### YOUR OBJECTIVE:
Find every line below that contains the word "headscarf" and copy each one out in full.

### DATA PROVIDED:
***

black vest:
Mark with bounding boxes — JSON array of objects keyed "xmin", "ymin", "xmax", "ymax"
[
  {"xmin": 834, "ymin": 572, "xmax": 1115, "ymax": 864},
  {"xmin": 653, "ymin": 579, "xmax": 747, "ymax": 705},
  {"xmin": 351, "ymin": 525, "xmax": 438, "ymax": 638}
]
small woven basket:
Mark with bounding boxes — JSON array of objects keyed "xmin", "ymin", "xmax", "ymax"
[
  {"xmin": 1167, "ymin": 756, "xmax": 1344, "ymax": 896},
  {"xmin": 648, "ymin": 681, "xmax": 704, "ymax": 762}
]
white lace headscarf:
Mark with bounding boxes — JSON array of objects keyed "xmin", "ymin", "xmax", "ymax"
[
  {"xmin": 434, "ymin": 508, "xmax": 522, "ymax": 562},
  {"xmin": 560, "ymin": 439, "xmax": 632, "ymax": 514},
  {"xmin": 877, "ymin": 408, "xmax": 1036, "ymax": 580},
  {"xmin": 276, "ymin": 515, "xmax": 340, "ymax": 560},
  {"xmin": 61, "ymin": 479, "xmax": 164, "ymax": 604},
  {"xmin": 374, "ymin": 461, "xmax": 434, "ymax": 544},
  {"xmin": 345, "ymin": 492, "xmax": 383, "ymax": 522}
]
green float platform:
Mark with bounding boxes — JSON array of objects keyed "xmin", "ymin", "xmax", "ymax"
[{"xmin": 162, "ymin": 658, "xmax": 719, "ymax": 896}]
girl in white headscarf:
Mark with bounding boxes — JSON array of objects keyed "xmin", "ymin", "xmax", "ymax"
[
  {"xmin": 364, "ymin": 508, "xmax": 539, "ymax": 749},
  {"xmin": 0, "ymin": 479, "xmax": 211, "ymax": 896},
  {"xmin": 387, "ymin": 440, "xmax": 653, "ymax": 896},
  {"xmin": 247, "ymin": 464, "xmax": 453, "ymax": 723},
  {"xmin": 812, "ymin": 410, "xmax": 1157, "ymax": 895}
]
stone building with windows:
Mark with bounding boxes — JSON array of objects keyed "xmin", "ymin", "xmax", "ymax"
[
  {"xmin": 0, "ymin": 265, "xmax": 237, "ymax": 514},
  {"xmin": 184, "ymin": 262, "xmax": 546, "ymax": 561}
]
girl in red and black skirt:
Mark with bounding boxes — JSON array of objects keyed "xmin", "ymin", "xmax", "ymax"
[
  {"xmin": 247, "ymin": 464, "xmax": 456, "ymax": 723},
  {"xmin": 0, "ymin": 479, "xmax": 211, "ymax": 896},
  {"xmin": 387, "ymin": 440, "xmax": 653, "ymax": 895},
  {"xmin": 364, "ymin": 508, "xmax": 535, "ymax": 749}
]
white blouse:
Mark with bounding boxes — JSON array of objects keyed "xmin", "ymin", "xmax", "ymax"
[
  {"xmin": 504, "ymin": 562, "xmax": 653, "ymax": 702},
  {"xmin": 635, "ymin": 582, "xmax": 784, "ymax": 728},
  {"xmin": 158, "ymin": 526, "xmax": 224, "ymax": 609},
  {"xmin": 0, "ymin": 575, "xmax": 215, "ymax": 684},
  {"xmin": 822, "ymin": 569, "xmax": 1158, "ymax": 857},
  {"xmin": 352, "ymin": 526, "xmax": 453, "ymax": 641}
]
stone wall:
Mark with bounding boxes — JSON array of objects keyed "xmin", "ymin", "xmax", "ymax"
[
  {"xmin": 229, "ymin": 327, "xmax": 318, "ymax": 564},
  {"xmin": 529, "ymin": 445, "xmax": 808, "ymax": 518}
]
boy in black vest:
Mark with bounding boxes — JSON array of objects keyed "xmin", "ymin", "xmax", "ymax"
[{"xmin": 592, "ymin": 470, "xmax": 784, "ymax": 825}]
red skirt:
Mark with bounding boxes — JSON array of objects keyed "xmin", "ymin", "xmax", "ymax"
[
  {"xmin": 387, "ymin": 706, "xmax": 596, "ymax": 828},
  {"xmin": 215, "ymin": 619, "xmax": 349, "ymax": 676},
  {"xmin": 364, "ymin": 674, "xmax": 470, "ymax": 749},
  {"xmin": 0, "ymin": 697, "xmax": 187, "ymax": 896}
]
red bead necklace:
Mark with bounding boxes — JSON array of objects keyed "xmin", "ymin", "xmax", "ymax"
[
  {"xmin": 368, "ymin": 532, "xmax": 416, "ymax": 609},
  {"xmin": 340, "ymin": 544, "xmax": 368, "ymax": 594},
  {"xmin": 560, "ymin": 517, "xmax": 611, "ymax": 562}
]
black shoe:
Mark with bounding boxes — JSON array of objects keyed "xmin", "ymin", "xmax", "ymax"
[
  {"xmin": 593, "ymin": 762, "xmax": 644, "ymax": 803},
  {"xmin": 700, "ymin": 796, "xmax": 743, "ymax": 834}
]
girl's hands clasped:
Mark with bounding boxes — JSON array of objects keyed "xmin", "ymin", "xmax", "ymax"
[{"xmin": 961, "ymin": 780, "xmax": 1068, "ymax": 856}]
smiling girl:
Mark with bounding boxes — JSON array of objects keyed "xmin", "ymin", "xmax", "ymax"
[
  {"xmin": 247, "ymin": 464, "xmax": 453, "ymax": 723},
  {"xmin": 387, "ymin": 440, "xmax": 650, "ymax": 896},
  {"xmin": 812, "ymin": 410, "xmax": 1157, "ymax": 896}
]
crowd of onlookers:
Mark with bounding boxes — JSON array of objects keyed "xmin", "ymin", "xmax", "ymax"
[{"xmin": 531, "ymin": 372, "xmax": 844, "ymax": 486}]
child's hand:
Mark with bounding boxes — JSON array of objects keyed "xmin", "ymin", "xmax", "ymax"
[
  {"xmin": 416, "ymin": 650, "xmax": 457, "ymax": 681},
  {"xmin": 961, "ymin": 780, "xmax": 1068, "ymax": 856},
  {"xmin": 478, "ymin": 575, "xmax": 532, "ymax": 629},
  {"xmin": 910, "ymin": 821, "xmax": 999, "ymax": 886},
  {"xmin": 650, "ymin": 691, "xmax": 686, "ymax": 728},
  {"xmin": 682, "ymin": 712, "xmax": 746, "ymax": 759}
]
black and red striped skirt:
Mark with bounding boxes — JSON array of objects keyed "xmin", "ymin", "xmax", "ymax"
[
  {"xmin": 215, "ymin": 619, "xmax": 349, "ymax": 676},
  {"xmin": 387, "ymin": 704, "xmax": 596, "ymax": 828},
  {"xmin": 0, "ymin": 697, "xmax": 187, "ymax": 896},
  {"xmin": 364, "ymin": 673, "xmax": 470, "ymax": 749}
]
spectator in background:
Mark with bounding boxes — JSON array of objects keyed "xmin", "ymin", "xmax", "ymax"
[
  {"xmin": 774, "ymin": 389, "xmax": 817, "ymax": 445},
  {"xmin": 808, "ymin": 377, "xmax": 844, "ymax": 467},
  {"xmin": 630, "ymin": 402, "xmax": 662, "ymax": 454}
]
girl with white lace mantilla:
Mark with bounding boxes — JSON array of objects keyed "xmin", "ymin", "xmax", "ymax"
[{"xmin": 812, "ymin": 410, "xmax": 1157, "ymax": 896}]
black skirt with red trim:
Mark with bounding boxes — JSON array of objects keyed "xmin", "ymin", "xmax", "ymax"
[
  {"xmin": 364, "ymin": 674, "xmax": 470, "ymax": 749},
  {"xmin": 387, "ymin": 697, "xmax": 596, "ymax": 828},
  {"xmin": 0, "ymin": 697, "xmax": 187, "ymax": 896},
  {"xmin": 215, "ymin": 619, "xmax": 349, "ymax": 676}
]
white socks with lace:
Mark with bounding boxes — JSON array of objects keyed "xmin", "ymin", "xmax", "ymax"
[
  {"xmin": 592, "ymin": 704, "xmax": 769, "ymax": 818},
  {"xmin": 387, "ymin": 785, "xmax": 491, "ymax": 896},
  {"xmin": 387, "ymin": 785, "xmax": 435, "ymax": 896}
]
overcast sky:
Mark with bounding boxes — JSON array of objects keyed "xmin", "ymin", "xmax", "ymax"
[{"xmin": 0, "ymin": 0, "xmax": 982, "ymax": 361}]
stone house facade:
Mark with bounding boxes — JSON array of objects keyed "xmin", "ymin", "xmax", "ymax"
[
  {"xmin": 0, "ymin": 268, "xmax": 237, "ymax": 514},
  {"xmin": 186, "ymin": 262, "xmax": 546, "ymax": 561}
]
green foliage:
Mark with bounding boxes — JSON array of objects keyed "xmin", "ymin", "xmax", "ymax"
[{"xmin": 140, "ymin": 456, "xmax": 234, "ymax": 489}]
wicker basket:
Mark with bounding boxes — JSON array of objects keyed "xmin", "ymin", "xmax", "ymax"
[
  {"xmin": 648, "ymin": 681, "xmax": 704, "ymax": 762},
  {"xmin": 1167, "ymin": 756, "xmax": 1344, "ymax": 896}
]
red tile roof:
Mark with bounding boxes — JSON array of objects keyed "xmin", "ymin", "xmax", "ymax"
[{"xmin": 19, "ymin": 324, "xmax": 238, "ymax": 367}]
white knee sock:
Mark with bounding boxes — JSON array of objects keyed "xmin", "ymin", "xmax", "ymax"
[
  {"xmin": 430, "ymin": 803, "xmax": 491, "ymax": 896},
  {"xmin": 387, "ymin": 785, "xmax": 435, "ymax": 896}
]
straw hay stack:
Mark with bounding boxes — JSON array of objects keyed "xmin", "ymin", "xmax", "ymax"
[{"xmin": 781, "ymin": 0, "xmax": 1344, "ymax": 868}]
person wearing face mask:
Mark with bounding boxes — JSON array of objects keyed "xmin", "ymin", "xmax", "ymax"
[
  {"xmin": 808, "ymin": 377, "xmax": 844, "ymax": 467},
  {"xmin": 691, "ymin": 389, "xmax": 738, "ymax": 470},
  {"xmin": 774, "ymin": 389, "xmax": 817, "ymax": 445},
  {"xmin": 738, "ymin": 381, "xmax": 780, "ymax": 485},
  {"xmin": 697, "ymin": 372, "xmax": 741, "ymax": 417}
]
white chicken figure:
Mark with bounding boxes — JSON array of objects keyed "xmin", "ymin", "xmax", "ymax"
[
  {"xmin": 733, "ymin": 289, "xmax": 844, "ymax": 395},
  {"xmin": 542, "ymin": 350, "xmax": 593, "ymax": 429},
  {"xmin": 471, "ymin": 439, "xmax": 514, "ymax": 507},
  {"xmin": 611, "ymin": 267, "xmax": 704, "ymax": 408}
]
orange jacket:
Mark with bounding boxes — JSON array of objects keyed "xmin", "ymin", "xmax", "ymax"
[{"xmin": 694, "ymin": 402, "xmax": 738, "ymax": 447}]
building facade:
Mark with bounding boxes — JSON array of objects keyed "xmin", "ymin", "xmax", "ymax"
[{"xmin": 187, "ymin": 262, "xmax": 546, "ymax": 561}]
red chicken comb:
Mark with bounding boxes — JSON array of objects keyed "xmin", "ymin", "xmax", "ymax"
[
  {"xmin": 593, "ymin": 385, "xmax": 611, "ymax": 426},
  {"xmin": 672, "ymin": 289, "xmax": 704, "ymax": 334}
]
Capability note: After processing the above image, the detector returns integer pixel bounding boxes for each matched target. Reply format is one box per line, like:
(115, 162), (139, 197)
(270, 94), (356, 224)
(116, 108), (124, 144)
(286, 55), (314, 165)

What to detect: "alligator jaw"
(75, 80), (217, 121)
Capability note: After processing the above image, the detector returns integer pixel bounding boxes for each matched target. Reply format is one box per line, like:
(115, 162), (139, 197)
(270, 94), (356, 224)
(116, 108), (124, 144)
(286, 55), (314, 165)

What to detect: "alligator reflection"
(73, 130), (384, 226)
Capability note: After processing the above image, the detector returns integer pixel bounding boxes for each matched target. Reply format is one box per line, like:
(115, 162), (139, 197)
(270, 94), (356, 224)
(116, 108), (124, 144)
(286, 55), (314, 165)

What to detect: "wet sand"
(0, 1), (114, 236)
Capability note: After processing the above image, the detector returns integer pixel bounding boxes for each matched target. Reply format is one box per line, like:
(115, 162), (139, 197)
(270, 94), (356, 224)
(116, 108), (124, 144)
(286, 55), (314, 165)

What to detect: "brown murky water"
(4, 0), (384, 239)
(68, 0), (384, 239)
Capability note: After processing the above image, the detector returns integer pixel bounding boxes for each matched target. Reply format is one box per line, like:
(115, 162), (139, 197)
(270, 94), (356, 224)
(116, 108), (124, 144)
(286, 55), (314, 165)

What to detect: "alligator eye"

***

### RESPONSE:
white lace headscarf:
girl in white headscarf:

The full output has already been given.